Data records
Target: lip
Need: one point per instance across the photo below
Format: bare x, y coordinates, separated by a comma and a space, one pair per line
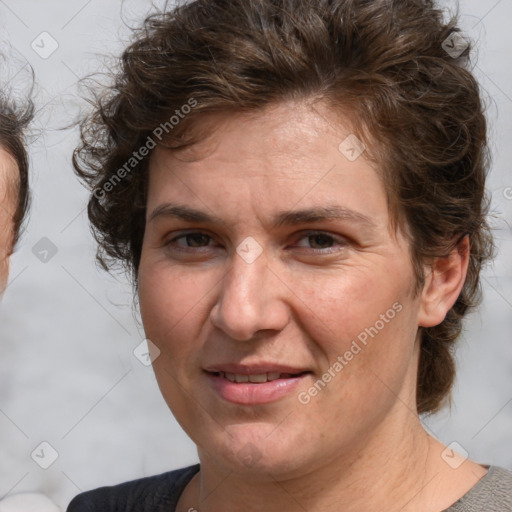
254, 369
248, 393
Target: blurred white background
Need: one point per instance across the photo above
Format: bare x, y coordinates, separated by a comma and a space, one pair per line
68, 376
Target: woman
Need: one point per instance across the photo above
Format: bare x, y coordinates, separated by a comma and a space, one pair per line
298, 190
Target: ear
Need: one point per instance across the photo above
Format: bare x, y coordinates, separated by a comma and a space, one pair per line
443, 285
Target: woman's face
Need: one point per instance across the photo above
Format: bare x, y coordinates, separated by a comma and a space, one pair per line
8, 170
255, 288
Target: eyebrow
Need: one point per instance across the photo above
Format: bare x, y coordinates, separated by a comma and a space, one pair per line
283, 218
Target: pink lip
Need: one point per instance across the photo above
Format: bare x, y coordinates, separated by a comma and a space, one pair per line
249, 393
254, 369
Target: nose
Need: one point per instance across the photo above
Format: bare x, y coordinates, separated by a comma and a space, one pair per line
252, 298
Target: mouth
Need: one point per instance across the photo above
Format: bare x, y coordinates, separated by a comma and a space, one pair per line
254, 387
256, 378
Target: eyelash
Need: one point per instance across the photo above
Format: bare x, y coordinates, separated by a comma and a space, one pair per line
328, 250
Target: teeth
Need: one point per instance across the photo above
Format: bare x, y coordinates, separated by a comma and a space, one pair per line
258, 378
262, 377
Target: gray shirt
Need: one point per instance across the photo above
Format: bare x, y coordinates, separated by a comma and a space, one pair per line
161, 494
492, 493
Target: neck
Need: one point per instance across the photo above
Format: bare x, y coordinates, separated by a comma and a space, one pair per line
385, 472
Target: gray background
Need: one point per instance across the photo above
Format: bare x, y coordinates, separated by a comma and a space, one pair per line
68, 375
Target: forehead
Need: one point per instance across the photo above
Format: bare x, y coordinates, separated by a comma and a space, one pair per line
288, 156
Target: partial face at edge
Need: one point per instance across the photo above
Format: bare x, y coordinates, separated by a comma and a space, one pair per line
313, 290
8, 177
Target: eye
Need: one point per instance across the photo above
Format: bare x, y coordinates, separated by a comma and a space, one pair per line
325, 241
318, 242
193, 240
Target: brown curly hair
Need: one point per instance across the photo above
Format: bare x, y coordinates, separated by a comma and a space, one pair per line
14, 119
385, 62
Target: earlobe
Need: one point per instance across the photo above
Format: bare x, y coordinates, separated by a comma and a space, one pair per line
443, 284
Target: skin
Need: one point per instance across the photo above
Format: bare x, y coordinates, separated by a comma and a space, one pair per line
297, 306
8, 174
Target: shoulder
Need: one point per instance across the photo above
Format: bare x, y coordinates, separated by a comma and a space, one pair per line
493, 493
150, 494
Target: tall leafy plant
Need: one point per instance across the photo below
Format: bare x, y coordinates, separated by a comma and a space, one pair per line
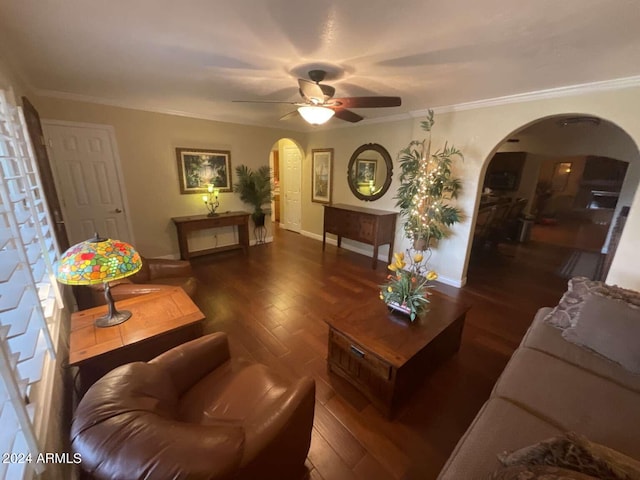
254, 188
426, 189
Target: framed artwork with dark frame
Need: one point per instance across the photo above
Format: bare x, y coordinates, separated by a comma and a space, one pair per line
321, 175
366, 171
198, 168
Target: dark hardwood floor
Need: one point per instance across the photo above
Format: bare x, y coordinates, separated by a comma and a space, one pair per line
272, 304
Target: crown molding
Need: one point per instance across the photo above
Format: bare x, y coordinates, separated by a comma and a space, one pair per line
566, 91
136, 106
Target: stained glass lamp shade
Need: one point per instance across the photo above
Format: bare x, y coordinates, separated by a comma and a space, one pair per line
100, 260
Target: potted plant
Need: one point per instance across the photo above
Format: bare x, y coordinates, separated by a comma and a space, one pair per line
426, 187
255, 189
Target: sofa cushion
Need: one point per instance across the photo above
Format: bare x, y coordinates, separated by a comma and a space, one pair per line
573, 399
499, 426
564, 315
609, 327
548, 339
538, 472
576, 452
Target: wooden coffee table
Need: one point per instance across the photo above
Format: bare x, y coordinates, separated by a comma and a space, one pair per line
386, 356
159, 322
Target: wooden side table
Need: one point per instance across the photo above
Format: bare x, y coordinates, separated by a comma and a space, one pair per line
186, 225
159, 321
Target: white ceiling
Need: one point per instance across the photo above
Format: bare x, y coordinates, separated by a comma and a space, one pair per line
193, 57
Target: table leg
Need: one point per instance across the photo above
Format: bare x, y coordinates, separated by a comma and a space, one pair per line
183, 244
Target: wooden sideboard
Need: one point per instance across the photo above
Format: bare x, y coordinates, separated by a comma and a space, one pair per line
366, 225
185, 225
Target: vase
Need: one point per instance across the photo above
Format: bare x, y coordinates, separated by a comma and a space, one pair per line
420, 244
400, 308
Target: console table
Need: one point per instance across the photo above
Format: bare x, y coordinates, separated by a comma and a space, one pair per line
366, 225
186, 225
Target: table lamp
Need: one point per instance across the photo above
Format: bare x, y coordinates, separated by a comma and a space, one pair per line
100, 260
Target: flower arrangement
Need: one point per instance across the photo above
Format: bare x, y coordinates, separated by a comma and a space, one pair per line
407, 289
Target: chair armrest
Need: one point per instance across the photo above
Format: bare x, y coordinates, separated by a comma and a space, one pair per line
286, 424
142, 445
191, 361
163, 268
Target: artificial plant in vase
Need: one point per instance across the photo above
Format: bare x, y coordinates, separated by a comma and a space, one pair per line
407, 287
426, 189
255, 189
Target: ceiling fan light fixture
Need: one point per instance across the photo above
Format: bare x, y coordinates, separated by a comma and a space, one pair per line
316, 115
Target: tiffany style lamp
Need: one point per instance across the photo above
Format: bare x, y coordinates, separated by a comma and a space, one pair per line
100, 260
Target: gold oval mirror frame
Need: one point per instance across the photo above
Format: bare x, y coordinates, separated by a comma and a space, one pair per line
369, 172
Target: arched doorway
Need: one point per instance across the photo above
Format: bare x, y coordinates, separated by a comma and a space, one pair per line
285, 160
577, 175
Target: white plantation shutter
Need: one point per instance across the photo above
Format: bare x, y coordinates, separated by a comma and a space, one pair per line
29, 296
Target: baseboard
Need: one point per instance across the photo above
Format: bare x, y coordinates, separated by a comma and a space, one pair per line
383, 258
346, 246
252, 243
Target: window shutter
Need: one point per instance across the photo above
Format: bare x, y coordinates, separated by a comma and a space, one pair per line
28, 290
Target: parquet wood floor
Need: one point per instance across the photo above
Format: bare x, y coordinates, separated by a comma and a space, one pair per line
272, 304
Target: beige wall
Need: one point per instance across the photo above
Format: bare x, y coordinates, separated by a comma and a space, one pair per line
146, 144
394, 136
11, 82
477, 133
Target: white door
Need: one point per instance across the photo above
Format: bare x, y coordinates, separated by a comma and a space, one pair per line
84, 161
292, 187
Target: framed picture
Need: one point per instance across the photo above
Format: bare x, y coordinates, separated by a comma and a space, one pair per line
198, 168
321, 175
366, 171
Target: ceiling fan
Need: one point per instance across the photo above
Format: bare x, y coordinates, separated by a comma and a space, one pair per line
318, 105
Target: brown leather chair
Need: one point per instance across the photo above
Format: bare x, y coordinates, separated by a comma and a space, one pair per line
155, 275
193, 412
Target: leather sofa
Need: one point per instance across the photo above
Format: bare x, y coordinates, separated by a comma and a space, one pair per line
194, 412
155, 275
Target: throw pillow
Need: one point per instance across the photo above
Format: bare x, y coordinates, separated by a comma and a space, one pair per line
610, 328
575, 452
565, 313
538, 472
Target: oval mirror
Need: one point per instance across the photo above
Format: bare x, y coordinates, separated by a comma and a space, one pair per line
369, 172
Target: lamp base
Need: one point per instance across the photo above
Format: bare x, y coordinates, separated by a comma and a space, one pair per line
112, 319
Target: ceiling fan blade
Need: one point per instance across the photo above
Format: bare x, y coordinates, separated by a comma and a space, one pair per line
263, 101
290, 115
311, 91
368, 102
348, 115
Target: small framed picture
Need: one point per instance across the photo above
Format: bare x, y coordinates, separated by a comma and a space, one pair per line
198, 168
321, 175
366, 171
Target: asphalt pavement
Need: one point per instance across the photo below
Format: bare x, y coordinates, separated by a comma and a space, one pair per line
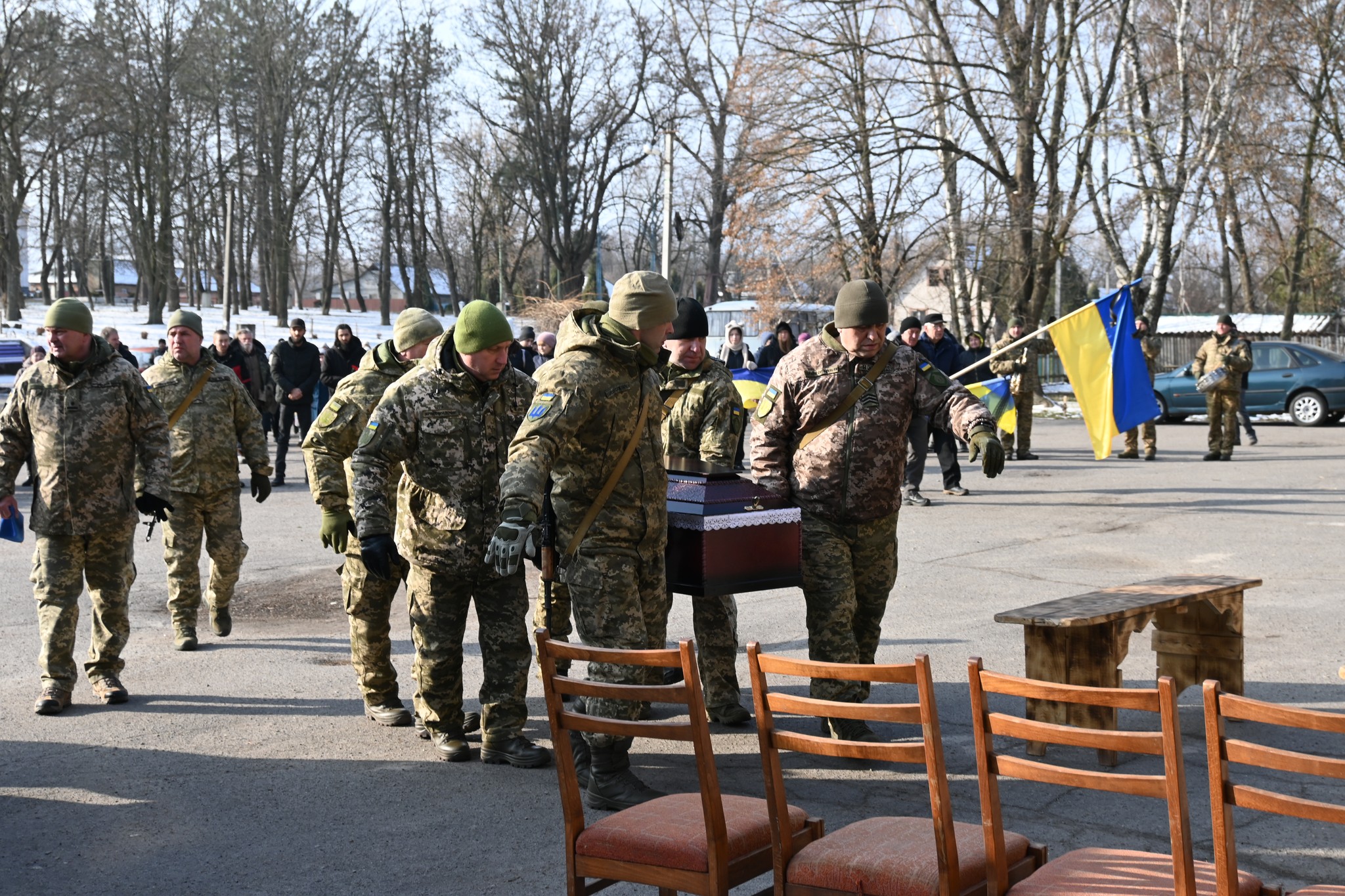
248, 767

__Task statement__:
Starting at the line that contains "Target: brown leather chair", write out every line through the end of the entries, both ends included, without any pictures.

__Answer for this exercise__:
Target: brown leather chair
Need: one point per instance across the photo above
Format: bare x, y coordinates, separated by a comma and a space, one pair per line
155, 275
193, 412
Target: leather sofa
Need: one point per instance across the photo above
Format: bare x, y coordinates, separated by a comma and a space, one pair per line
194, 412
155, 275
Target: throw pillow
Need: one point per instance across the photo above
Format: bare x, y coordinates, separated by a comma and a space, one pair per line
610, 328
575, 452
565, 313
538, 472
Target: oval mirror
Need: one point per instance across the photo above
Format: bare x, y coordinates, separated by a comma and a space, one pair per line
369, 172
Target: lamp base
Need: one point per instance across the photo above
Format: bare x, y coordinates, separated by a comma and a space, one pair per line
112, 319
Target: ceiling fan blade
Need: one point per instance across the photo above
Format: bare x, y coordinates, separated by a comma and a space, one pair per line
263, 101
290, 115
311, 91
368, 102
348, 115
Target: small framed picture
Need: one point per instance across the photo above
Format: bare x, y coordinates, separated by a comma and a space, one pair per line
198, 168
321, 175
366, 171
Target: asphalt pavement
Need: one point per instance across the photo below
Format: bare x, y coordinates, separated by a comma and a space, one pair per line
248, 767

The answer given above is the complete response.